COUR D'APPEL DE NÎMES
CHAMBRE CIVILE
1re Chambre B
ARRÊT DU 03 JUIN 2008
ARRÊT N° 347
R. G. : 05 / 04531
TRIBUNAL DE GRANDE INSTANCE DE NÎMES
22 septembre 2005
SOCIÉTÉ NATIONALE DES CHEMINS DE FER FRANÇAIS
C /
X...
-
Y...
-
X...
-
X...
- MUTUALITÉ SOCIALE AGRICOLE DU GARD
APPELANTE :
SOCIÉTÉ NATIONALE DES CHEMINS DE FER FRANÇAIS poursuites et diligences de son représentant légal en exercice, domicilié en cette qualité au siège social sise 34 rue du Commandant René Mouchotte 75014 PARIS et en sa direction juridique méditerranée sise
90, rue de Rome
13006 MARSEILLE
représentée par la SCP CURAT-JARRICOT, avoués à la Cour
assistée de la SCP GOUJON-MAURY, avocats au barreau de NÎMES
INTIMÉS :
Monsieur Ahmed
X...
agissant tant en son nom personnel qu'en sa qualité de représentant légal de ses enfants mineurs :
- Zakaria né le 19 / 11 / 1992
- Malika née le 09 / 05 / 1999
- Faisal né le 20 / 04 / 1997
- Imran né le 19 / 04 / 2000
né le 01 Janvier 1952 à LE KOLLA (MAROC)
...
84500 BOLLÈNE
représenté par la SCP FONTAINE-MACALUSO JULLIEN, avoués à la Cour
assisté de Me Serge BILLET, avocat au barreau D'AVIGNON
Madame Tamimount
Y...
épouse
X...
agissant tant en son nom personnel qu'en sa qualité de représentant légal de ses enfants mineurs :
- Zakaria né le 19 / 11 / 1992
- Malika née le 09 / 05 / 1999
- Faisal né le 20 / 04 / 1997
- Imran né le 19 / 04 / 2000
née le 01 Janvier 1958 à YANITH (MAROC)
...
84500 BOLLÈNE
représentée par la SCP FONTAINE-MACALUSO JULLIEN, avoués à la Cour
assistée de Me Serge BILLET, avocat au barreau D'AVIGNON
Mademoiselle Fatiha
X...
née le 20 Avril 1983 à EL KOLA BENI AMMARIT (MAROC)
...
84500 BOLLÈNE
représentée par la SCP FONTAINE-MACALUSO JULLIEN, avoués à la Cour
assistée de Me Serge BILLET, avocat au barreau D'AVIGNON
Monsieur Jamal
X...
né le 25 Mai 1981 à EL KOLA BENI AMMARIT (MAROC)
...

# # # #

◆ TRAVAIL DEMANDÉ
a. Recopiez fidèlement le passage de l'arrêt de la cour d'appel de Nîmes allant de « née le 20 Avril » jusqu'à « 1981 à EL KOLA BENI AMMARIT (MAROC) » inclus.
b. Dans l'arrêt de la cour d'appel de Nîmes, présentez sous forme de liste le passage commençant par « SOCIÉTÉ NATIONALE DES CHEMINS DE FER FRANÇAIS poursuites et diligences » et se terminant par « avocats au barreau de NÎMES », en conservant ses informations essentielles.
c. Poursuivez la rédaction de l'arrêt de la cour d'appel de Nîmes à partir de l'endroit où il s'interrompt.

# # # #

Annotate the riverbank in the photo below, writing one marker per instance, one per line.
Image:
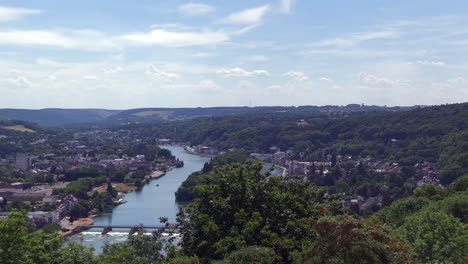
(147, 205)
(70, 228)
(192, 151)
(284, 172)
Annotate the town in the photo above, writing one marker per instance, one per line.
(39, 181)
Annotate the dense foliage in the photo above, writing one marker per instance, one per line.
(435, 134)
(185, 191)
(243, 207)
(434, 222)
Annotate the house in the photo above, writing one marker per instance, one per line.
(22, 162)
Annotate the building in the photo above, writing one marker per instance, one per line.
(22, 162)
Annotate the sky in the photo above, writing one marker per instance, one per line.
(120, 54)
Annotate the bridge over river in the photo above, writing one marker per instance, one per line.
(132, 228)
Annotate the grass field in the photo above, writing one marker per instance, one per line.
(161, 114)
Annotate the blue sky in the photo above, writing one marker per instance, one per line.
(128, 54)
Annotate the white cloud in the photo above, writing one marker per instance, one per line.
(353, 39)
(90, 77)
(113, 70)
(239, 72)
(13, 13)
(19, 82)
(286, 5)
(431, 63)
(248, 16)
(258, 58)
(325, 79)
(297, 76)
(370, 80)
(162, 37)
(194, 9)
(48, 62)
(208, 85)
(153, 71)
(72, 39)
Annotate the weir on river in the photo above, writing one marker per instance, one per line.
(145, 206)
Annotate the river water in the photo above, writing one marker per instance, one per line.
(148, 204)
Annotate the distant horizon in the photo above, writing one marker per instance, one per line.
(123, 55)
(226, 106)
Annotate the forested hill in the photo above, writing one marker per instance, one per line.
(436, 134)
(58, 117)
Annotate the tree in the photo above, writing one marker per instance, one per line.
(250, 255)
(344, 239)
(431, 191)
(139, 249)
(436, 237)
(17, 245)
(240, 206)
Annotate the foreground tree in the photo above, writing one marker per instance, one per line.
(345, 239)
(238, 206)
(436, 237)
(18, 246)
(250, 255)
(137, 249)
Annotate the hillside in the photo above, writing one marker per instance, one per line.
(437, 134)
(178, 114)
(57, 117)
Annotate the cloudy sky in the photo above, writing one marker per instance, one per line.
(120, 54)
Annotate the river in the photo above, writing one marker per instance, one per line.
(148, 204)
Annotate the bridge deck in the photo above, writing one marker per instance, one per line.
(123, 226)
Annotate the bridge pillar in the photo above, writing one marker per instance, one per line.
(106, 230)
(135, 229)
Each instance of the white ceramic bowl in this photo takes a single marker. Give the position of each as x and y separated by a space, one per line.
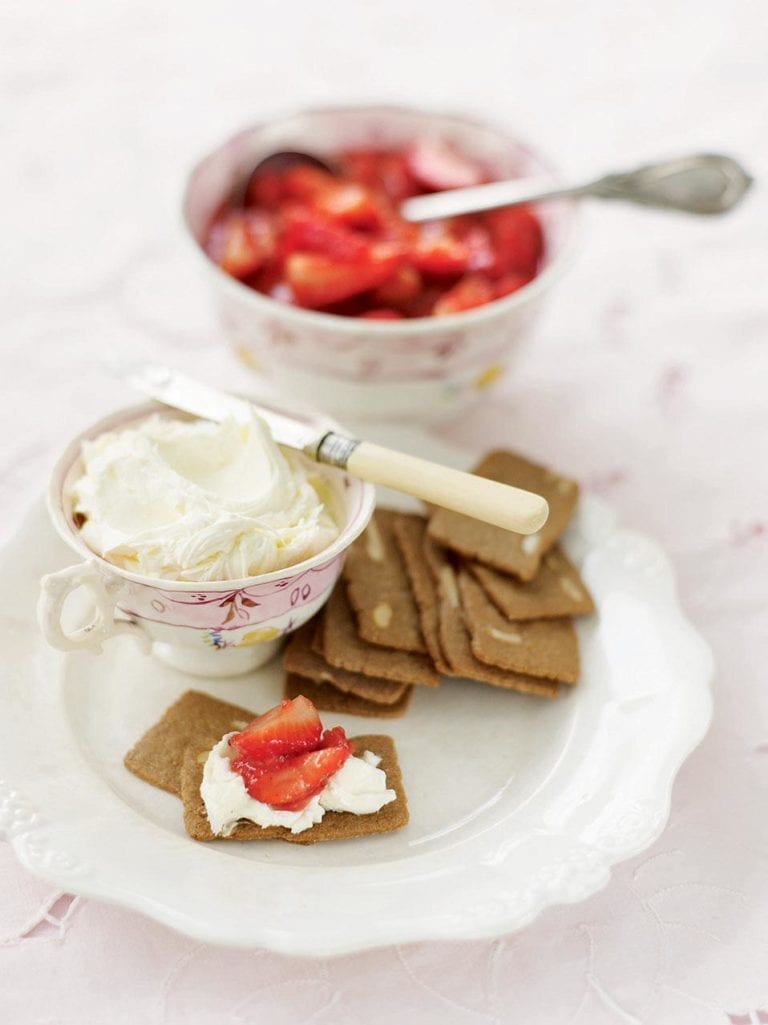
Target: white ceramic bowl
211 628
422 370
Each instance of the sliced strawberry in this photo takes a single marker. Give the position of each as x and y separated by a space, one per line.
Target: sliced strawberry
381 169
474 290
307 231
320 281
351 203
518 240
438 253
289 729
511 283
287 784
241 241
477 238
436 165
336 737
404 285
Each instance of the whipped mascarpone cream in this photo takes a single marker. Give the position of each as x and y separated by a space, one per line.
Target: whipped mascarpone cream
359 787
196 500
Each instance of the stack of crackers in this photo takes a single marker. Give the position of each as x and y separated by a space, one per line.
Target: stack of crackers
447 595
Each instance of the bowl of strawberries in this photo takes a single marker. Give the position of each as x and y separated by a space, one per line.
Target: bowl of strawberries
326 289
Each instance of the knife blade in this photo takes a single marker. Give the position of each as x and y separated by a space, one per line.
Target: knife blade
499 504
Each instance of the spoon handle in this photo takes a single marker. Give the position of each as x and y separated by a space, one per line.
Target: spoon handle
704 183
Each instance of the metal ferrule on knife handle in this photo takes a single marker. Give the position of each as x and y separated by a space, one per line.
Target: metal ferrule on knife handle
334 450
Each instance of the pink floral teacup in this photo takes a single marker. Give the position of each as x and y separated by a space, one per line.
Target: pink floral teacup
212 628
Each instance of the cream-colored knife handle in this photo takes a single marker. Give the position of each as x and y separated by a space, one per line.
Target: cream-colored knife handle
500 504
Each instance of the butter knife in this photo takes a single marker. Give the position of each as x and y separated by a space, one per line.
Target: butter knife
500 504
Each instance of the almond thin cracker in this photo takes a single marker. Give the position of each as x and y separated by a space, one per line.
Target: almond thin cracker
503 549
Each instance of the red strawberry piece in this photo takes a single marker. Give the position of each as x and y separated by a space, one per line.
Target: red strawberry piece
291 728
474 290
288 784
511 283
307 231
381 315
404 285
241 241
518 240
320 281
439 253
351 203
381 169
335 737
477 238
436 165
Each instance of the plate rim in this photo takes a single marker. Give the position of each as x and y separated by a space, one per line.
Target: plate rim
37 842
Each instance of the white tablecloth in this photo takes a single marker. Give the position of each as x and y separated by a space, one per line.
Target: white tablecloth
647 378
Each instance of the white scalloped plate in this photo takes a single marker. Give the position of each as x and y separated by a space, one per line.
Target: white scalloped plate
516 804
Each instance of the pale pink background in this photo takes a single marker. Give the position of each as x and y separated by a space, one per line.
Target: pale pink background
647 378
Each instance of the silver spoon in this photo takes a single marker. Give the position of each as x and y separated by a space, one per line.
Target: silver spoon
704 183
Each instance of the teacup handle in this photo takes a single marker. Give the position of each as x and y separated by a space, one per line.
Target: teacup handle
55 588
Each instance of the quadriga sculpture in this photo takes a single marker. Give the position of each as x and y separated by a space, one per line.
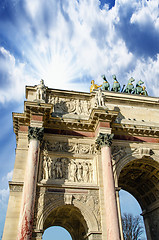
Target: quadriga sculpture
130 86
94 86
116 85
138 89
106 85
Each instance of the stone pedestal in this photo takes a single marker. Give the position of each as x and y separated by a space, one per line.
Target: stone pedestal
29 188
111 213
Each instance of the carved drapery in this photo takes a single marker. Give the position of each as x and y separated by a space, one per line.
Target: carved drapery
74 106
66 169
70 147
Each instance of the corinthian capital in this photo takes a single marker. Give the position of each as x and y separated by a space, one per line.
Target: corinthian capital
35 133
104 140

# # # #

◆ CORRIGÉ
a.
née le 20 Avril 1983 à EL KOLA BENI AMMARIT (MAROC)
...
84500 BOLLÈNE
représentée par la SCP FONTAINE-MACALUSO JULLIEN, avoués à la Cour
assistée de Me Serge BILLET, avocat au barreau D'AVIGNON
Monsieur Jamal
X...
né le 25 Mai 1981 à EL KOLA BENI AMMARIT (MAROC)

b.
- Partie : Société nationale des chemins de fer français, agissant par son représentant légal en exercice
- Siège social : 34 rue du Commandant René Mouchotte, 75014 Paris
- Direction juridique Méditerranée : 90, rue de Rome, 13006 Marseille
- Représentation : SCP Curat-Jarricot, avoués à la Cour
- Assistance : SCP Goujon-Maury, avocats au barreau de Nîmes

c.
84500 BOLLÈNE
représenté par la SCP FONTAINE-MACALUSO JULLIEN, avoués à la Cour
assisté de Me Serge BILLET, avocat au barreau D'AVIGNON
MUTUALITÉ SOCIALE AGRICOLE DU GARD
prise en la personne de ses représentants légaux en exercice, domiciliés ès qualités au siège social situé :
10 rue Edouard Lalo
30924 NÎMES CEDEX 9
assignée à personne habilitée,
n'ayant pas constitué avoué,
Monsieur Mohamed
X...
né le 26 Mars 1988
...
84500 BOLLÈNE
représenté par la SCP FONTAINE-MACALUSO JULLIEN, avoués à la Cour
assisté de Me Serge BILLET, avocat au barreau D'AVIGNON
Mademoiselle Nadia
X...
née le 05 Mai 1989
...
84500 BOLLÈNE
représentée par la SCP FONTAINE-MACALUSO JULLIEN, avoués à la Cour
assistée de Me Serge BILLET, avocat au barreau D'AVIGNON
ORDONNANCE DE CLÔTURE rendue le 31 Mars 2008
COMPOSITION DE LA COUR LORS DES DÉBATS ET DU DÉLIBÉRÉ :
M. Jean-Gabriel FILHOUSE, Président,
Mme Muriel POLLEZ, Conseillère,
Mme Isabelle THERY, Conseillère,
GREFFIER :
Mme Sylvie BERTHIOT, Greffier, lors des débats et du prononcé de la décision.
DÉBATS :
à l'audience publique du 01 Avril 2008, où l'affaire a été mise en délibéré au 03 Juin 2008.
Les parties ont été avisées que l'arrêt sera prononcé par sa mise à disposition au greffe de la cour d'appel.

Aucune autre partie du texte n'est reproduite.